Written request =
Render the lines in the records below, from the line with "Trace the outline of every instance of the white lampshade" to the line with "112), (73, 106)]", both included, as a numbered list, omitting any blank lines.

Given entries =
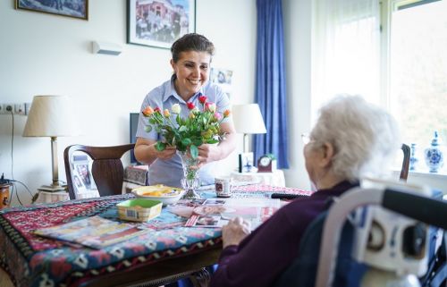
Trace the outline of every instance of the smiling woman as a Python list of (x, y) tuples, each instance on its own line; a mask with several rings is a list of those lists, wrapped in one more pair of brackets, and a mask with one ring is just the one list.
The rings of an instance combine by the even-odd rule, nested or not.
[[(158, 108), (163, 112), (163, 116), (169, 121), (169, 129), (172, 131), (169, 134), (177, 131), (179, 137), (181, 132), (192, 134), (194, 131), (186, 130), (197, 129), (198, 124), (185, 125), (181, 120), (193, 122), (190, 117), (198, 116), (198, 114), (194, 112), (194, 107), (203, 106), (207, 111), (213, 111), (213, 116), (207, 118), (219, 119), (218, 122), (215, 122), (218, 124), (216, 130), (220, 134), (225, 134), (224, 139), (218, 143), (202, 140), (195, 144), (194, 147), (197, 148), (190, 148), (191, 145), (186, 141), (181, 145), (186, 146), (185, 151), (192, 152), (193, 157), (199, 163), (197, 167), (200, 168), (198, 177), (201, 184), (214, 183), (215, 176), (212, 171), (215, 168), (213, 169), (210, 163), (225, 158), (235, 148), (232, 121), (231, 117), (224, 116), (225, 110), (230, 108), (230, 101), (218, 86), (208, 80), (214, 51), (213, 43), (202, 35), (186, 34), (175, 41), (171, 47), (173, 57), (170, 61), (173, 75), (169, 80), (151, 90), (146, 96), (140, 108), (141, 112), (145, 112), (148, 106)], [(164, 113), (166, 110), (167, 113)], [(161, 114), (159, 115), (162, 116)], [(148, 171), (150, 184), (162, 183), (181, 187), (183, 170), (181, 156), (176, 153), (176, 149), (183, 151), (183, 148), (178, 148), (179, 143), (173, 145), (173, 137), (167, 137), (162, 129), (156, 128), (156, 128), (147, 129), (146, 127), (154, 123), (148, 122), (150, 120), (151, 117), (140, 114), (136, 135), (135, 156), (140, 163), (150, 165)], [(181, 128), (181, 125), (185, 128)], [(206, 125), (210, 126), (209, 122)], [(205, 133), (208, 131), (201, 131), (203, 132), (199, 137), (206, 138)], [(178, 138), (177, 135), (175, 138)], [(160, 145), (164, 148), (157, 148)]]

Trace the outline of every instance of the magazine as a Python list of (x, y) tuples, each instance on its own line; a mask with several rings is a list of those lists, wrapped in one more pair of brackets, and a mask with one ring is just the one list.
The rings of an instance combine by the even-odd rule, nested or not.
[(189, 216), (185, 226), (222, 227), (229, 220), (239, 216), (250, 222), (254, 230), (280, 207), (280, 199), (208, 198), (200, 205), (188, 207), (181, 203), (180, 206), (170, 207), (169, 210), (181, 216)]
[(35, 234), (101, 249), (150, 232), (136, 224), (92, 216), (68, 224), (40, 228)]

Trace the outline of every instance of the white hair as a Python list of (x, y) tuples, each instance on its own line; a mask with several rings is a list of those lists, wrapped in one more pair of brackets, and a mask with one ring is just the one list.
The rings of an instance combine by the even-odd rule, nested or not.
[(401, 145), (393, 117), (359, 96), (340, 95), (325, 105), (310, 137), (333, 146), (332, 172), (350, 181), (381, 176)]

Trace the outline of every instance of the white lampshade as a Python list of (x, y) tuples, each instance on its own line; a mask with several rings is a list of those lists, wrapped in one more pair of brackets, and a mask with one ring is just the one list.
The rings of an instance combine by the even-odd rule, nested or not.
[(57, 137), (78, 135), (74, 109), (65, 96), (35, 96), (23, 131), (23, 137), (51, 137), (51, 162), (53, 182), (39, 190), (60, 191), (57, 164)]
[(232, 106), (232, 121), (237, 132), (267, 132), (257, 104), (234, 105)]
[(66, 96), (35, 96), (23, 137), (78, 135), (73, 112), (73, 106)]

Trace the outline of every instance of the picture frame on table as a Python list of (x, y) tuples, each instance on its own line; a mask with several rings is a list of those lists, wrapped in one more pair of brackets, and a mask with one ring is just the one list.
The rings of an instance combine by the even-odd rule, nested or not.
[(241, 153), (239, 154), (239, 172), (240, 173), (251, 173), (253, 170), (254, 156), (253, 153)]
[(127, 43), (171, 48), (196, 31), (196, 0), (127, 0)]
[[(75, 188), (79, 191), (85, 191), (89, 190), (96, 190), (97, 186), (93, 176), (91, 175), (91, 160), (89, 160), (89, 156), (84, 153), (75, 153), (72, 159), (72, 181)], [(77, 179), (79, 178), (81, 184), (77, 184)]]
[(89, 20), (89, 0), (14, 0), (15, 9)]

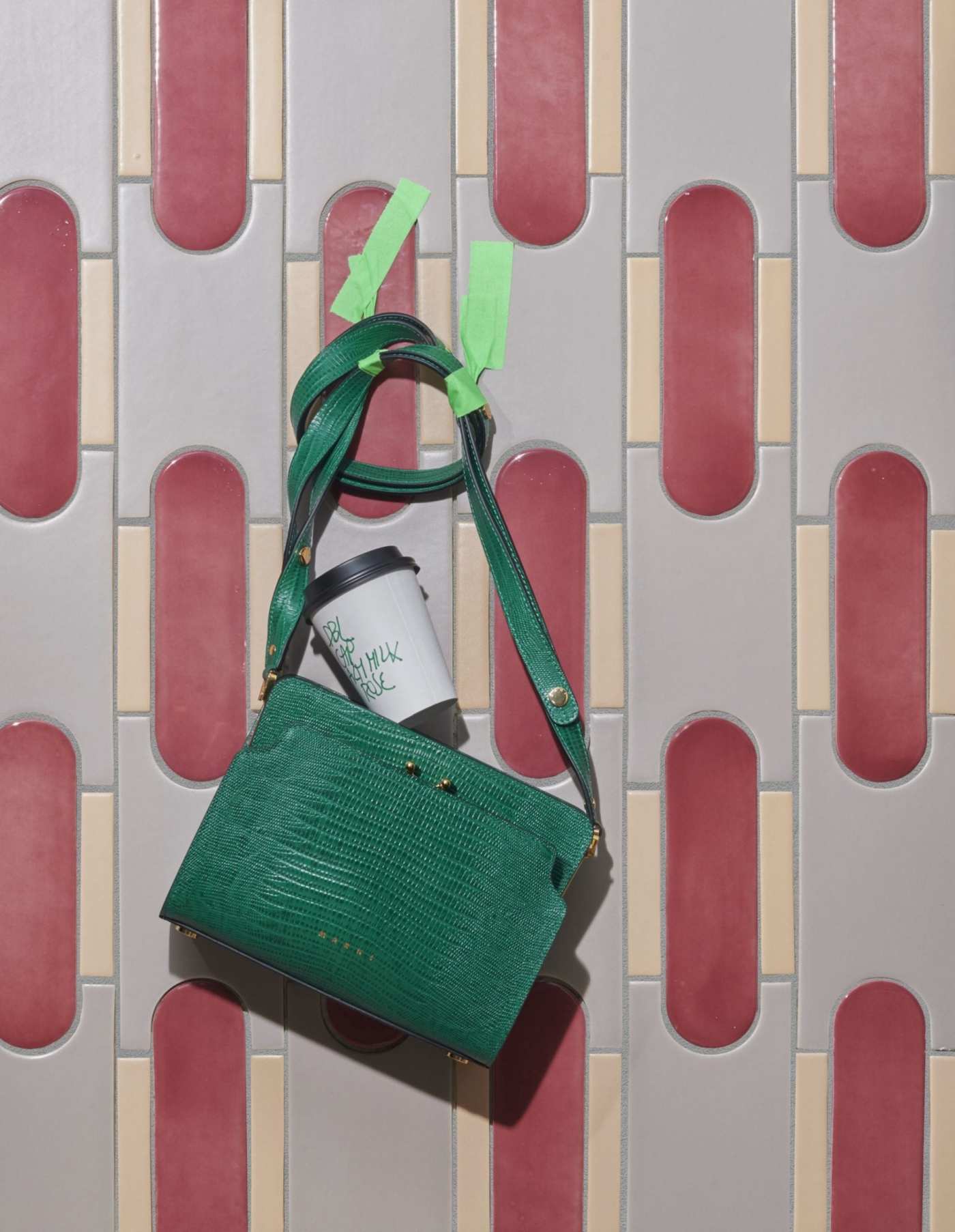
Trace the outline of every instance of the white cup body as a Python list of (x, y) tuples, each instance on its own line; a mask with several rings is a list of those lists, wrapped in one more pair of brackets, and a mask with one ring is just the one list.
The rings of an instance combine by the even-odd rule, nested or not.
[(454, 701), (454, 684), (414, 569), (332, 596), (309, 616), (369, 710), (396, 723)]

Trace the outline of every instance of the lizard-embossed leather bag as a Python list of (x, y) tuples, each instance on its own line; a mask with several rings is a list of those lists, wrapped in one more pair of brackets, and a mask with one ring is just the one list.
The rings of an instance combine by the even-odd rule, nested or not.
[[(377, 351), (374, 366), (359, 366)], [(292, 525), (268, 616), (266, 705), (161, 915), (490, 1064), (599, 827), (580, 710), (484, 473), (484, 414), (458, 418), (462, 458), (449, 466), (348, 461), (374, 367), (409, 360), (452, 379), (462, 370), (421, 322), (385, 313), (326, 346), (295, 387)], [(329, 487), (409, 495), (462, 479), (514, 643), (586, 811), (283, 674), (308, 582), (303, 549)]]

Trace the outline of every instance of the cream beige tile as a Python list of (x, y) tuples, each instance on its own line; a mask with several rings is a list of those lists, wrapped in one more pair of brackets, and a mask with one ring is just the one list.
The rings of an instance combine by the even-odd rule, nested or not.
[(455, 0), (458, 175), (487, 175), (487, 0)]
[(589, 529), (591, 706), (624, 703), (624, 529)]
[(474, 1064), (455, 1064), (453, 1069), (458, 1142), (458, 1232), (490, 1232), (490, 1071)]
[(117, 532), (116, 706), (149, 710), (150, 532), (121, 526)]
[(793, 926), (793, 796), (759, 795), (759, 935), (764, 976), (796, 970)]
[(80, 975), (113, 973), (113, 796), (80, 802)]
[(828, 1057), (796, 1053), (794, 1232), (826, 1232)]
[(928, 169), (955, 174), (955, 0), (929, 7)]
[(660, 440), (660, 260), (626, 262), (626, 439)]
[(150, 1061), (119, 1057), (116, 1062), (116, 1147), (119, 1232), (151, 1232)]
[(282, 527), (254, 522), (249, 527), (249, 705), (261, 710), (268, 606), (282, 572)]
[(660, 792), (626, 793), (626, 940), (631, 976), (658, 976)]
[(829, 5), (796, 0), (796, 171), (829, 170)]
[(282, 1232), (286, 1209), (286, 1061), (252, 1057), (250, 1232)]
[(955, 1057), (932, 1057), (929, 1074), (929, 1228), (955, 1232)]
[(597, 174), (619, 175), (621, 166), (621, 20), (620, 0), (591, 0), (588, 168)]
[[(450, 261), (433, 256), (417, 266), (418, 317), (450, 346)], [(452, 445), (454, 416), (444, 393), (444, 382), (431, 368), (420, 368), (421, 444)]]
[(249, 0), (249, 171), (282, 179), (282, 0)]
[(929, 710), (955, 715), (955, 531), (932, 532)]
[(796, 527), (796, 705), (829, 708), (829, 529)]
[(762, 442), (789, 444), (791, 404), (793, 262), (759, 259), (759, 389), (757, 429)]
[(150, 0), (118, 0), (116, 48), (119, 97), (119, 175), (150, 175), (150, 87), (153, 81)]
[(80, 262), (80, 439), (113, 444), (113, 262)]
[[(292, 400), (295, 382), (319, 352), (318, 261), (289, 261), (286, 265), (286, 392)], [(288, 444), (295, 434), (288, 420)]]
[(618, 1232), (620, 1227), (620, 1092), (619, 1053), (591, 1053), (587, 1104), (587, 1232)]
[(491, 705), (490, 580), (474, 522), (458, 522), (454, 569), (454, 683), (462, 710)]

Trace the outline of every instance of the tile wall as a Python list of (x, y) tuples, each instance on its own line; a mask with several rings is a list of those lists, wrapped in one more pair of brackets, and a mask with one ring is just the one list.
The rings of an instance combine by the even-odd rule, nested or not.
[[(0, 63), (4, 1228), (953, 1232), (955, 0), (32, 0)], [(156, 917), (401, 176), (380, 308), (517, 245), (489, 464), (607, 832), (490, 1073)], [(453, 452), (378, 388), (361, 457)], [(389, 542), (572, 800), (466, 503), (316, 561)]]

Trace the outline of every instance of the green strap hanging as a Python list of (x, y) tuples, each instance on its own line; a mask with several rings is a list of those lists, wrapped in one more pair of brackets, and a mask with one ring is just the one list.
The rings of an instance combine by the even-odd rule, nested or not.
[[(303, 548), (311, 546), (315, 515), (334, 482), (350, 477), (350, 487), (356, 490), (414, 494), (439, 492), (464, 479), (474, 524), (518, 654), (580, 784), (587, 812), (596, 818), (580, 707), (484, 472), (484, 415), (466, 414), (458, 418), (462, 460), (452, 466), (430, 471), (400, 471), (356, 462), (346, 466), (348, 448), (375, 379), (374, 373), (362, 367), (359, 361), (375, 351), (380, 352), (378, 361), (385, 367), (393, 361), (410, 360), (446, 378), (463, 371), (460, 361), (438, 345), (431, 330), (421, 322), (401, 313), (385, 313), (346, 330), (303, 373), (292, 395), (292, 421), (299, 439), (288, 472), (288, 498), (293, 516), (286, 542), (284, 565), (268, 614), (265, 675), (268, 678), (282, 669), (289, 639), (302, 616), (308, 583), (306, 553), (303, 553)], [(308, 421), (316, 403), (320, 407)]]

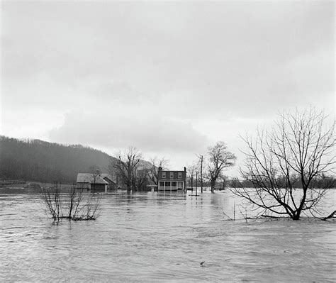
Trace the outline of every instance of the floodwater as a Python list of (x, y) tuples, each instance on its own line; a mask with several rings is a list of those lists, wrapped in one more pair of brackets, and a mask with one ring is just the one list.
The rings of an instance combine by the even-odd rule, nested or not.
[(0, 194), (0, 281), (336, 282), (335, 221), (225, 221), (230, 193), (189, 194), (103, 195), (96, 221), (55, 225)]

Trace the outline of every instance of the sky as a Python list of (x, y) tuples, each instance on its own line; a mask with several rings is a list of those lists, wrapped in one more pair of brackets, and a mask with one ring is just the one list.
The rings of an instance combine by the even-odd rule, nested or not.
[(0, 133), (169, 167), (277, 113), (335, 118), (333, 1), (1, 2)]

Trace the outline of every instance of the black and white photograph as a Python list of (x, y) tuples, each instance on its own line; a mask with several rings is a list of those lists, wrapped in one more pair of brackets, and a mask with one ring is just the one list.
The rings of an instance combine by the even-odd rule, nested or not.
[(336, 282), (335, 14), (0, 0), (0, 282)]

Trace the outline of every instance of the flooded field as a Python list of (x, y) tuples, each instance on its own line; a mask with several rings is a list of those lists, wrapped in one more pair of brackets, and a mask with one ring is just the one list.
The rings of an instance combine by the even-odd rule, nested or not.
[(226, 191), (121, 192), (96, 221), (59, 225), (18, 192), (0, 194), (0, 281), (336, 281), (335, 221), (225, 221)]

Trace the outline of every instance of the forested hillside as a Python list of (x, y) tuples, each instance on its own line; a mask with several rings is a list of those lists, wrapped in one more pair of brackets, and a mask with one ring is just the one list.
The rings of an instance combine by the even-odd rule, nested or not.
[(72, 183), (78, 172), (89, 172), (94, 167), (106, 172), (111, 158), (100, 150), (80, 145), (0, 136), (1, 179)]

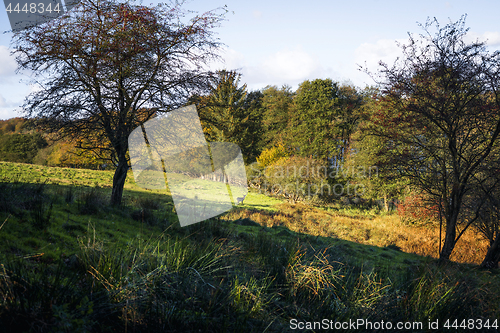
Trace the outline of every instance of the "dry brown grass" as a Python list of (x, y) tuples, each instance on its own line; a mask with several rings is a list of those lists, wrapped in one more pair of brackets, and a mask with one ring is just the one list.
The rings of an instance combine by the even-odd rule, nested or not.
[[(266, 227), (285, 226), (295, 232), (315, 236), (336, 237), (380, 247), (395, 245), (407, 253), (434, 258), (439, 256), (439, 225), (406, 225), (397, 215), (347, 216), (303, 203), (283, 203), (277, 208), (278, 212), (242, 209), (231, 212), (227, 218), (249, 218)], [(488, 242), (470, 228), (455, 246), (451, 260), (480, 264), (487, 247)]]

Result for this exercise =
1. Trace the outline of every instance of the white lampshade as a Python list of (x, y) tuples, each instance on its own line; a mask with several rings is a list of those lists, wrapped in one more pair of brackets, and a mask with one ring is just the one list.
2. The rings of an instance combine by the even-odd rule, nested or not.
3. [(57, 137), (78, 135), (74, 109), (65, 96), (35, 96), (23, 131), (23, 137), (51, 137), (51, 162), (53, 182), (39, 190), (60, 191), (57, 164)]
4. [(232, 106), (232, 121), (237, 132), (267, 132), (257, 104), (234, 105)]
5. [(66, 96), (35, 96), (23, 137), (78, 135), (73, 112), (73, 106)]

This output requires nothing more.